## WRITTEN EXERCISE
Reproduce each of the records below with "Tag" replaced by "Mark" wherever it occurs, and leave everything else unchanged.

========

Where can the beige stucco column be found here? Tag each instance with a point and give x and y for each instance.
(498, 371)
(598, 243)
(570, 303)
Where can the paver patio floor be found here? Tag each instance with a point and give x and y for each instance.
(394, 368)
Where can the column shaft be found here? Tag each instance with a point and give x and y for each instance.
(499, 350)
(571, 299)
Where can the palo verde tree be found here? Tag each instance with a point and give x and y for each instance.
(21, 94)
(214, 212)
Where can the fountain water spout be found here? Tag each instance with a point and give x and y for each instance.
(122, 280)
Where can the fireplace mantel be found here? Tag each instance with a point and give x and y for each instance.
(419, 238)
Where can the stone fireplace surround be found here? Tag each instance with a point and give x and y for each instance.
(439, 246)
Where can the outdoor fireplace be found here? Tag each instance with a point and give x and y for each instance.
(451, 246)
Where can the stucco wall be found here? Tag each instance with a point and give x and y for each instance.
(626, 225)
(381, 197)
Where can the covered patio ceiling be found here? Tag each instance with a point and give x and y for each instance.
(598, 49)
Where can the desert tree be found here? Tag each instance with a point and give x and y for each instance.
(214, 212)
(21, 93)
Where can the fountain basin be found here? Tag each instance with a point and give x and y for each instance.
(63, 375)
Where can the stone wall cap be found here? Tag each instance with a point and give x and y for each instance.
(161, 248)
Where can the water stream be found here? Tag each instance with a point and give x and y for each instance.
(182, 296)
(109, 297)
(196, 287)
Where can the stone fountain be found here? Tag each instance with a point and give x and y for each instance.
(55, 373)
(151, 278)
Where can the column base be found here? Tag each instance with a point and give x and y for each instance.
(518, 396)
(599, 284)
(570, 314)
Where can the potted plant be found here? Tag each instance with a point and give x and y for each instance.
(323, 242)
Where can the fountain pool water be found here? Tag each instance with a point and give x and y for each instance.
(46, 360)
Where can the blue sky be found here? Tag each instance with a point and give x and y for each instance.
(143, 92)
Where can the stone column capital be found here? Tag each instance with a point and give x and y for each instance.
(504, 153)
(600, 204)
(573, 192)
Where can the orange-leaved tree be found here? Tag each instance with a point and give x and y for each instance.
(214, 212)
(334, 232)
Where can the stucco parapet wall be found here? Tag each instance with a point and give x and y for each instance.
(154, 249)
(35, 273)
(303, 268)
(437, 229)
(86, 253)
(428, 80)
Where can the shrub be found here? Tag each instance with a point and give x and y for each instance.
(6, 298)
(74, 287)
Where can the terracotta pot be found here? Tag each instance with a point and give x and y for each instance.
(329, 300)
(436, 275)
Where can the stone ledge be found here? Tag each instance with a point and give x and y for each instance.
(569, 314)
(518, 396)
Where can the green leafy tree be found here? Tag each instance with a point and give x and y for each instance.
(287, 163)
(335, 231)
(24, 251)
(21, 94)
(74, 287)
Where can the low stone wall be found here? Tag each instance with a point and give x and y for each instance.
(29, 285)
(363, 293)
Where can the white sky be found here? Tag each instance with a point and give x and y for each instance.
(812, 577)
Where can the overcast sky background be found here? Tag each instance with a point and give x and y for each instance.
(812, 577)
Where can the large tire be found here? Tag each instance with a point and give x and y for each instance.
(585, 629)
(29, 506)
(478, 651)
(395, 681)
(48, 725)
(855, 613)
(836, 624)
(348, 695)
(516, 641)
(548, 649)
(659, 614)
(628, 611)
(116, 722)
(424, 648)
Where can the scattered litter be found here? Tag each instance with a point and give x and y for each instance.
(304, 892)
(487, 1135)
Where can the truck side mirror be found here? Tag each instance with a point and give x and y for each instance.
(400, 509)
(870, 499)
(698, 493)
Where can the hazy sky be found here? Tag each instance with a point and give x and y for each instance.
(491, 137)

========

## ANSWER TO THIS EXERCISE
Where can the beige stucco column be found here? Mark each instance with a point and give x and y for each instance.
(498, 371)
(598, 243)
(570, 303)
Where can the paver patio floor be found here? Mark each instance with a point and give x and y for each instance.
(394, 368)
Where can the column shaft be found here? Mark each instance with a point and give x and y for each instance.
(499, 350)
(571, 299)
Where can the palo verde tree be found here? Mark each instance with a point and give x and y for each instance.
(21, 94)
(214, 212)
Where can the fountain water spout be found here? Mark each instance with a point and give x and y for each instance.
(122, 280)
Where can the fireplace mantel be found here? Mark each instance with a point and give x and y for each instance.
(419, 238)
Where can the stone fireplace surround be found here? Mark each instance with a point and give x and y for each instance.
(439, 246)
Where can the outdoor fireplace be found here? Mark each instance with a point and give x and y for each instance.
(451, 246)
Where can the stucco wall be found here? Mark each instance with a point and give x and y for each instance.
(626, 225)
(381, 197)
Where can the covered patio ceiling be found here? Mark each instance with a point and give x and y for each instance.
(598, 49)
Where can the desert tree be found here? Mark each instance with a point and give x and y for each instance.
(214, 212)
(21, 93)
Where can the fountain basin be found here? Mark each instance with a point and give x and y for each instance.
(63, 375)
Where can the stone wall cap be found here? Mark each instance with a point and give x and y for each instance.
(161, 248)
Where can the water stream be found here? Mark each instance with a point and give x and y for each instance.
(182, 296)
(109, 297)
(196, 287)
Where can the stone fountain be found here? Mark each instance with a point and give x and y for each instance.
(55, 373)
(151, 278)
Where can the column base be found here? Mark each instance with a point and give x and y for each instance.
(518, 396)
(599, 284)
(570, 314)
Where can the potted plant be found here? Mark each instance with a point and give x and y for each instance.
(323, 242)
Where can the fountain pool water be found here? Mark each instance with a point and give x and y for each instance.
(46, 360)
Where can the blue sky be found here? Mark each instance with a point and give x and y for each instance.
(143, 92)
Where can the stone column capital be found here? Mark each instance with a point and give x and y for each instance.
(504, 153)
(600, 204)
(573, 192)
Where can the orange-leaved tree be found here? Mark each instance with a point and give x and y for each instance.
(214, 212)
(334, 232)
Where can the stucco parapet wall be found here? Mark each instance with a point and give x and y for each instance.
(154, 249)
(35, 273)
(303, 268)
(437, 229)
(86, 253)
(428, 80)
Where can the shrub be found here? Mark each instance with a point and give x and y for each instance.
(6, 298)
(74, 287)
Where can the terracotta pot be found here? Mark each instance with a point and give x and y for each instance.
(329, 300)
(436, 275)
Where can the stone ledge be found here? Mark each instance with a point and give x and y for each instance.
(569, 314)
(518, 396)
Where can the green leafy tree be found here? Mark each instance with a point and give x and y for each instance.
(287, 163)
(335, 231)
(24, 251)
(21, 94)
(74, 287)
Where can the low stone wall be found here? Mark each instance with a point and give x and y for each instance.
(29, 285)
(363, 293)
Where can the white sky be found here? Mark each instance with a point and give x and y for each instance.
(812, 577)
Where can the overcast sky background be found here? Mark each instance with a point and give x and y for each instance.
(812, 577)
Where can the large tire be found here? Mark each instance with a point and give x and y for each instance.
(585, 629)
(29, 506)
(478, 651)
(395, 681)
(48, 725)
(855, 613)
(836, 624)
(348, 695)
(516, 641)
(548, 649)
(659, 614)
(628, 611)
(116, 722)
(424, 648)
Where can the scattered litter be found here? Mark each instance with a point and give x and y for each instance.
(304, 892)
(487, 1135)
Where can the truck side mirror be found here? Mark each instance with a point and give x and y for each instance.
(400, 509)
(870, 499)
(698, 493)
Where can the hazy sky be found here? Mark each instance with a point and give x and y for each instance.
(491, 137)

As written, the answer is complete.